• **REQUIREMENT**:
Apart from the images, every record below must be given again without alteration.
----- SOURCE DATA -----
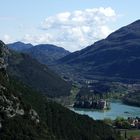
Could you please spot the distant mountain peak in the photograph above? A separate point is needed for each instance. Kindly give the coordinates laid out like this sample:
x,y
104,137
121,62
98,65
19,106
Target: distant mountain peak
x,y
117,57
-----
• **WRITTEN ANSWER**:
Could you please spot the distant mountain peak in the photograph above? A separate point is needed for each instance. Kindly give the coordinates laid out like this sample:
x,y
104,137
121,62
98,65
19,106
Target: distant mountain peak
x,y
117,57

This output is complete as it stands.